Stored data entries
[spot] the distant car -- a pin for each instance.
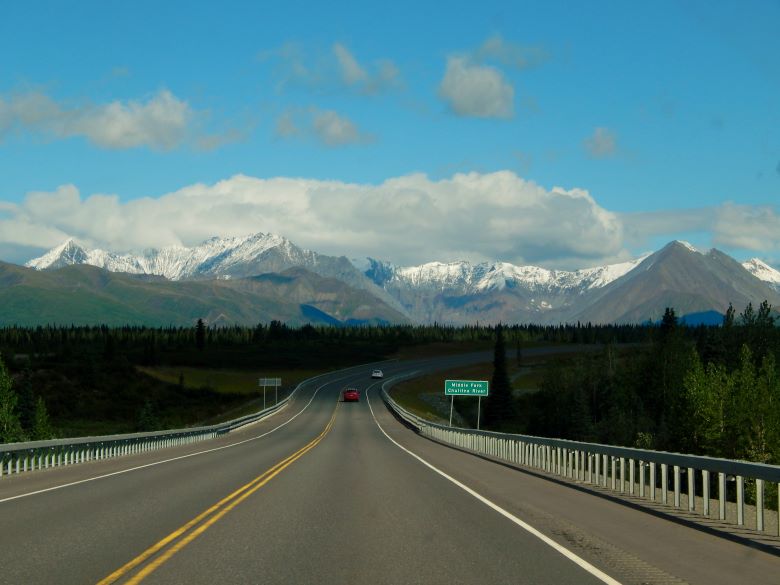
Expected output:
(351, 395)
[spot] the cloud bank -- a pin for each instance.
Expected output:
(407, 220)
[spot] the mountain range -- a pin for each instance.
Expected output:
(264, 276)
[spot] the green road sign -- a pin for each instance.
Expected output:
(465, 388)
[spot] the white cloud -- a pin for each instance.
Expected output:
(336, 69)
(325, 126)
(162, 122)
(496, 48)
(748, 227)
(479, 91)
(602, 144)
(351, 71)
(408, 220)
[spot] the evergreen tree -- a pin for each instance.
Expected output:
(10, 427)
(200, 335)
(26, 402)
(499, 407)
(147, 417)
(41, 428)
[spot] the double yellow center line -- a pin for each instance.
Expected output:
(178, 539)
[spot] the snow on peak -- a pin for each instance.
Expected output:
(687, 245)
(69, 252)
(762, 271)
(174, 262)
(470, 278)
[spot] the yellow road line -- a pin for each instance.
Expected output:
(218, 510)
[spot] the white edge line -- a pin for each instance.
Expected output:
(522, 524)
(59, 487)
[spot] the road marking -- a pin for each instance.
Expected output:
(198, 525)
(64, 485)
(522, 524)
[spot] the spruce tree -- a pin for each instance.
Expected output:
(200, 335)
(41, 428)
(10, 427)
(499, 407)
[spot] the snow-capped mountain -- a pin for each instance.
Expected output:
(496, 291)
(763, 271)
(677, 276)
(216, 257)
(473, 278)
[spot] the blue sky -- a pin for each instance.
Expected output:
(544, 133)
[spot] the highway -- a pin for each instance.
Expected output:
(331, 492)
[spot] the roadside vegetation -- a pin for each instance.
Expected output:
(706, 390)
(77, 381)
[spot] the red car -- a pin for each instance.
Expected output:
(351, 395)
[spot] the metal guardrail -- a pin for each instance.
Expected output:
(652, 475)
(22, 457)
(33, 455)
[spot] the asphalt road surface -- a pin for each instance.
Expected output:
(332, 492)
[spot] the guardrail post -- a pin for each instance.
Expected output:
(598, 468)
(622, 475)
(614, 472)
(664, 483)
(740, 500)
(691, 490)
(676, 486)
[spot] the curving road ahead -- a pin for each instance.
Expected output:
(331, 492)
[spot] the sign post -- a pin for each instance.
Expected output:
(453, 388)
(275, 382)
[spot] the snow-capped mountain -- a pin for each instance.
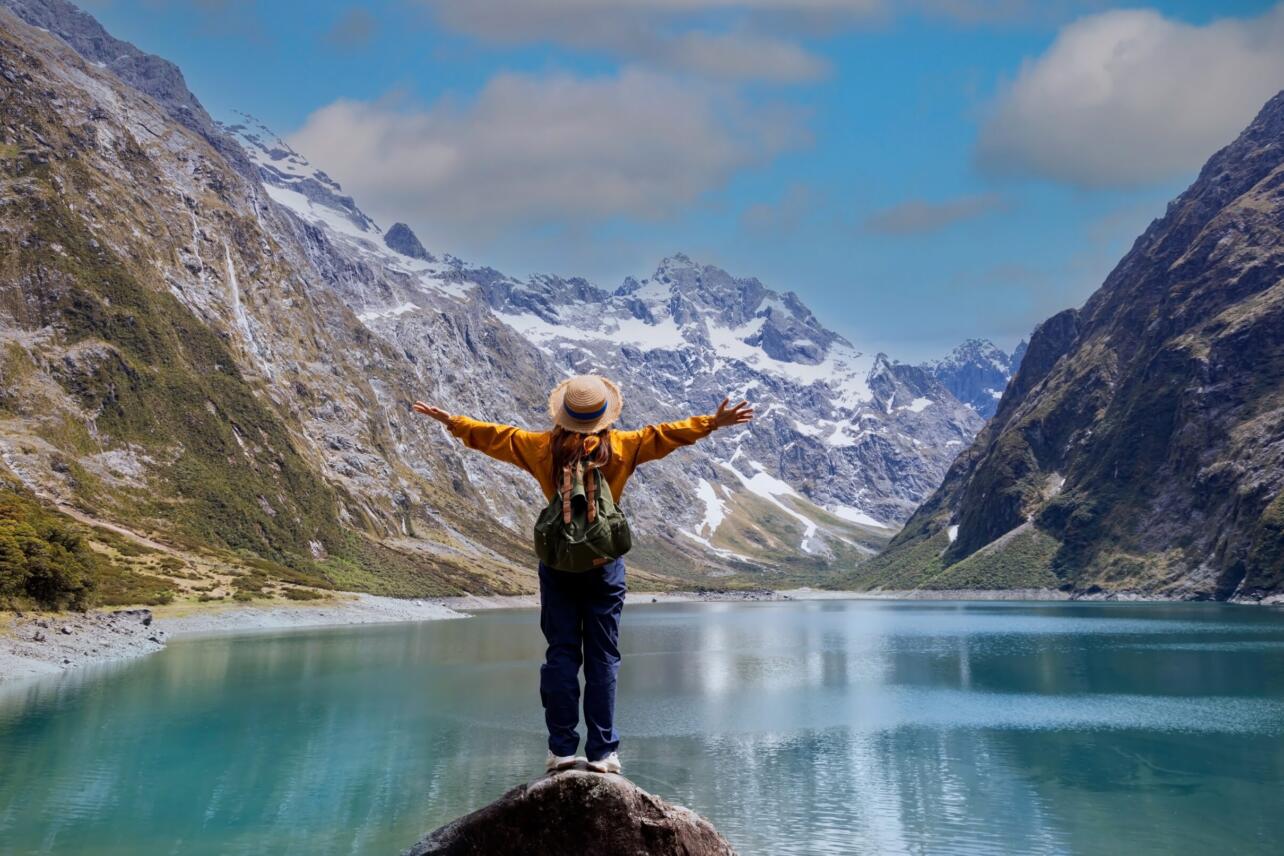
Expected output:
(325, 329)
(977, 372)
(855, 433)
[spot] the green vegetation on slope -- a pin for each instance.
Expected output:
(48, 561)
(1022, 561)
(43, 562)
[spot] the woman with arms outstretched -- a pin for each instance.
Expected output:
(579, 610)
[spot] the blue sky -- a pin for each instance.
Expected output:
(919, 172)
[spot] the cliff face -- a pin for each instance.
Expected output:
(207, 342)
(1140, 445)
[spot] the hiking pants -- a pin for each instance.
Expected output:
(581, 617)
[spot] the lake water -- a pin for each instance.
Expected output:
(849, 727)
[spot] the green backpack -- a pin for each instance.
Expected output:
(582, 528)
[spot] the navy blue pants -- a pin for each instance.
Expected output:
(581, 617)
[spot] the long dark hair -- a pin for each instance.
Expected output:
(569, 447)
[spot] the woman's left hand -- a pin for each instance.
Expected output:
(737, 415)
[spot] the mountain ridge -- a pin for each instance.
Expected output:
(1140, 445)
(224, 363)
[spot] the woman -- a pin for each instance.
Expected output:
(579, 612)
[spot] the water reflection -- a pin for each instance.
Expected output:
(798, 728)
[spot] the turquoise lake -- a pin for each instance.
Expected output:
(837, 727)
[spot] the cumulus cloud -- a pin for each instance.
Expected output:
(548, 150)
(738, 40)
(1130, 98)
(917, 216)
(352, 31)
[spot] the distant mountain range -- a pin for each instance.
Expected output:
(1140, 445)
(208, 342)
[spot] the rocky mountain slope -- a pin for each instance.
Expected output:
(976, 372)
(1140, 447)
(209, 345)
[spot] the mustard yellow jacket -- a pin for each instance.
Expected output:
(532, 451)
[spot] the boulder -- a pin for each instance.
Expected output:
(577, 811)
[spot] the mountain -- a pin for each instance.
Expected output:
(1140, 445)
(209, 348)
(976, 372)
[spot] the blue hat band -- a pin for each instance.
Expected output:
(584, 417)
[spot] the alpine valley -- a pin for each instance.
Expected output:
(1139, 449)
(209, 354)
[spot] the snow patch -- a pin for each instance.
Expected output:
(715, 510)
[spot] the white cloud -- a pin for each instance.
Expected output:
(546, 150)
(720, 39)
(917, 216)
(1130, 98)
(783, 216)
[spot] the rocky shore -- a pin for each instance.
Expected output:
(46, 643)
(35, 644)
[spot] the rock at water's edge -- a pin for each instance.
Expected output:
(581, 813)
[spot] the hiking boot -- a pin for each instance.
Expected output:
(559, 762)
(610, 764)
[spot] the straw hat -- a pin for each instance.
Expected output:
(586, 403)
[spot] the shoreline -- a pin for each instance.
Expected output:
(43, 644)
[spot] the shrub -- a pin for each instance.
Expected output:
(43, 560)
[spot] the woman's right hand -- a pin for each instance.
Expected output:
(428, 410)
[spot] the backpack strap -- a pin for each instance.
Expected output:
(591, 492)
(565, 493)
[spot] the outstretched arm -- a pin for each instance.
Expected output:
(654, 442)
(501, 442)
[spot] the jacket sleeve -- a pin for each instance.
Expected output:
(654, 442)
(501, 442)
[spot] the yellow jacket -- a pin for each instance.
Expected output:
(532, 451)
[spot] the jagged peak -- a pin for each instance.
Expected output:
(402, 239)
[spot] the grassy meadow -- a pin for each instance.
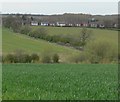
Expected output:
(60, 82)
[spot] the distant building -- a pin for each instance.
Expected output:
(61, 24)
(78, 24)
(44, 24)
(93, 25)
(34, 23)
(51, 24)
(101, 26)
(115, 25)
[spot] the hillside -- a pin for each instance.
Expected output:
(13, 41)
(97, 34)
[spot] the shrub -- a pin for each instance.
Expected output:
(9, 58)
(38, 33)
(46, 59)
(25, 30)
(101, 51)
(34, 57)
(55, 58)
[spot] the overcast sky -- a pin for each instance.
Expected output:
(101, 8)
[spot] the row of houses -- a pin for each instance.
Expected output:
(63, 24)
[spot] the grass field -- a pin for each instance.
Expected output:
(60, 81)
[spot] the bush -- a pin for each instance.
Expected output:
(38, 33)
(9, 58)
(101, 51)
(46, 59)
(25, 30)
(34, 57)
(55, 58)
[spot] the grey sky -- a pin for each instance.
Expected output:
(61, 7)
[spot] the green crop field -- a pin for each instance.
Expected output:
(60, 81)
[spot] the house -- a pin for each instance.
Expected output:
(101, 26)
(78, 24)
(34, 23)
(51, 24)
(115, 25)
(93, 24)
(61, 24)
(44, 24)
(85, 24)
==
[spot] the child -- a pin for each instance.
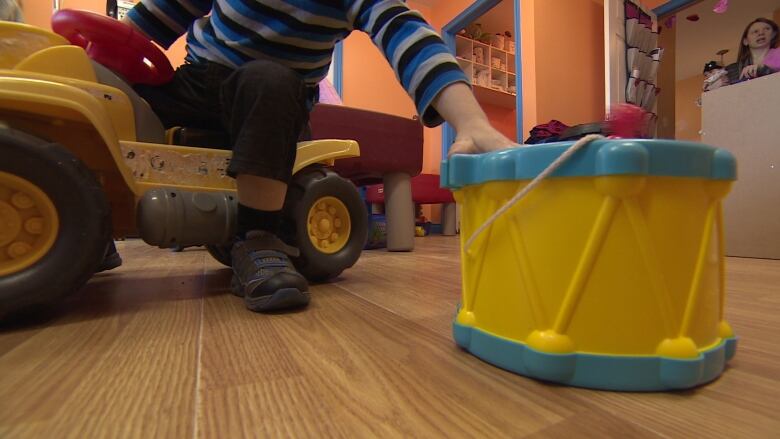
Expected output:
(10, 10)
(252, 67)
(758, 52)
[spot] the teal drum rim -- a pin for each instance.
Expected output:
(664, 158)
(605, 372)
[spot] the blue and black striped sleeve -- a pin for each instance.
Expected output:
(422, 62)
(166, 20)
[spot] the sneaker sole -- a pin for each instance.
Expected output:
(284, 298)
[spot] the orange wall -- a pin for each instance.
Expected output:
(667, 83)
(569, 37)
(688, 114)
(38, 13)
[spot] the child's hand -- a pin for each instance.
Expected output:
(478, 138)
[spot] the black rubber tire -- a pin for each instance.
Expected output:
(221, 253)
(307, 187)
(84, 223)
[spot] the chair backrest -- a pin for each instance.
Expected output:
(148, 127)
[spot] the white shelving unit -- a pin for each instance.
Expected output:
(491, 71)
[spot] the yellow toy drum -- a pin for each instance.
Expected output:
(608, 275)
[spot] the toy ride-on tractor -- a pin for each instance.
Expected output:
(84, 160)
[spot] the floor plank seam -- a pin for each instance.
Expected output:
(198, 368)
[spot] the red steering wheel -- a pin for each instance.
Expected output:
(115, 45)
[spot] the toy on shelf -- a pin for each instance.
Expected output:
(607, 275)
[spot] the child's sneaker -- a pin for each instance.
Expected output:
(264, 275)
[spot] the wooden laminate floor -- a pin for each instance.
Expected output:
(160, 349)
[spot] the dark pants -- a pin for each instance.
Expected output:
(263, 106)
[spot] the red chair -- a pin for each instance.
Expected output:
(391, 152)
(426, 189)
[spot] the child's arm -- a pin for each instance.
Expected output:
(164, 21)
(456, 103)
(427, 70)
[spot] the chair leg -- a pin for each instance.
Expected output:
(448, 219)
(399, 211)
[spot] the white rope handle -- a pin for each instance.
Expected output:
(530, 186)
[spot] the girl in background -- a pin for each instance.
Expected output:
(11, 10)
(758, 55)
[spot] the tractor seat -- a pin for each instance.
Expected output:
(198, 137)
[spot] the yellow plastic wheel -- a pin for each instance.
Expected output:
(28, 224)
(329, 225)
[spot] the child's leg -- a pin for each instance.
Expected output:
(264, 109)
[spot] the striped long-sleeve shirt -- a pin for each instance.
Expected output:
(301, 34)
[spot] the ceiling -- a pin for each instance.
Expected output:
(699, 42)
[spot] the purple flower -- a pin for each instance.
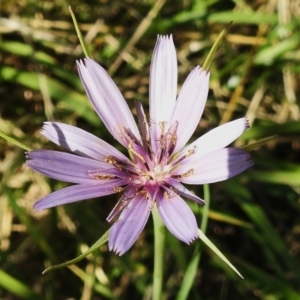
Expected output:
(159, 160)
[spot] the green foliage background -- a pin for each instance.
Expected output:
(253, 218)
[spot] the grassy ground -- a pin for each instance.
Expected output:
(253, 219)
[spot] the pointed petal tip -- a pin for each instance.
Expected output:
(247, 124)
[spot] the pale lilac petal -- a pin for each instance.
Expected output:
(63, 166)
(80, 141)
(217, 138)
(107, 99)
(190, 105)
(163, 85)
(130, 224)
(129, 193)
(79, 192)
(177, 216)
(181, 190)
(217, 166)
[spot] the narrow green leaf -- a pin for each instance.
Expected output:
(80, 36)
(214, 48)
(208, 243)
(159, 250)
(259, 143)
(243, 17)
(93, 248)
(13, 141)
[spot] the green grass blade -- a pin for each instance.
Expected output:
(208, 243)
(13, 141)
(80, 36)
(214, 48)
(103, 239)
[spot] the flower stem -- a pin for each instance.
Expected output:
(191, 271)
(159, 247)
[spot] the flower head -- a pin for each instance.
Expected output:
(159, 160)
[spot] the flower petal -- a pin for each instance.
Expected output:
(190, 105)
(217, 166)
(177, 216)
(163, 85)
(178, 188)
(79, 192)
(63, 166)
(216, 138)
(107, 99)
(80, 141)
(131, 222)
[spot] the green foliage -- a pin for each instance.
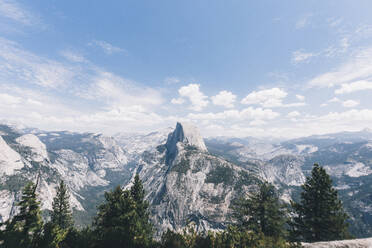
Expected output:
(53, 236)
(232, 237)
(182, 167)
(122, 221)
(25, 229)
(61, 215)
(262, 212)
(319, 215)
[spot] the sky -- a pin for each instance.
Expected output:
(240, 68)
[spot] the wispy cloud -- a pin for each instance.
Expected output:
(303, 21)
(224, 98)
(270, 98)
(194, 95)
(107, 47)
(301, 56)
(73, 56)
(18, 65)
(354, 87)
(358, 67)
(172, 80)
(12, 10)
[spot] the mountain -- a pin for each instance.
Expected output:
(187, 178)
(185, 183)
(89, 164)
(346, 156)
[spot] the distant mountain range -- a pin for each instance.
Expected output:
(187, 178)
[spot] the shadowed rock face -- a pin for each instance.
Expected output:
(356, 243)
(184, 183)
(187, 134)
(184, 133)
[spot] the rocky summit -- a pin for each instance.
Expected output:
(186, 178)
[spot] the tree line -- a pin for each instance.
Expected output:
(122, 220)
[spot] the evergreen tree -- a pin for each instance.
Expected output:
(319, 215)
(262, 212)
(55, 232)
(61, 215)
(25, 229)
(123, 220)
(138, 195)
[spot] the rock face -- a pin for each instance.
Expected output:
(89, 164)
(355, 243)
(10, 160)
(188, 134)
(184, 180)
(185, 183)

**Task to carry out**.
Give again the stretch of lines above from the one with "[spot] the narrow" through the one with "[spot] the wispy", both ends kept, and copy no pictures.

**Solved problem**.
[spot] the narrow green leaf -- a pin for each instance.
Expected output:
(80, 36)
(214, 48)
(208, 243)
(159, 250)
(259, 143)
(243, 17)
(93, 248)
(13, 141)
[spot] the green grass blade -- a pin for each instance.
Expected output:
(208, 243)
(13, 141)
(80, 36)
(214, 48)
(103, 239)
[spot] the flower stem -- a pin for each instance.
Expected output:
(191, 271)
(159, 247)
[spot] the flower head -- a pin for each instance.
Expected output:
(159, 160)
[spot] the flower petal -- a pin for each instance.
Expected output:
(190, 105)
(217, 166)
(177, 216)
(163, 85)
(178, 188)
(79, 192)
(63, 166)
(216, 138)
(107, 99)
(80, 141)
(131, 222)
[spot] the green foliage -- a pin for each instance.
Expected output:
(53, 236)
(232, 237)
(182, 167)
(122, 221)
(25, 229)
(61, 215)
(262, 212)
(319, 215)
[spot] the sky -- a pin for each instance.
Expected output:
(240, 68)
[spot] the wispy cloud -- a pin for each instance.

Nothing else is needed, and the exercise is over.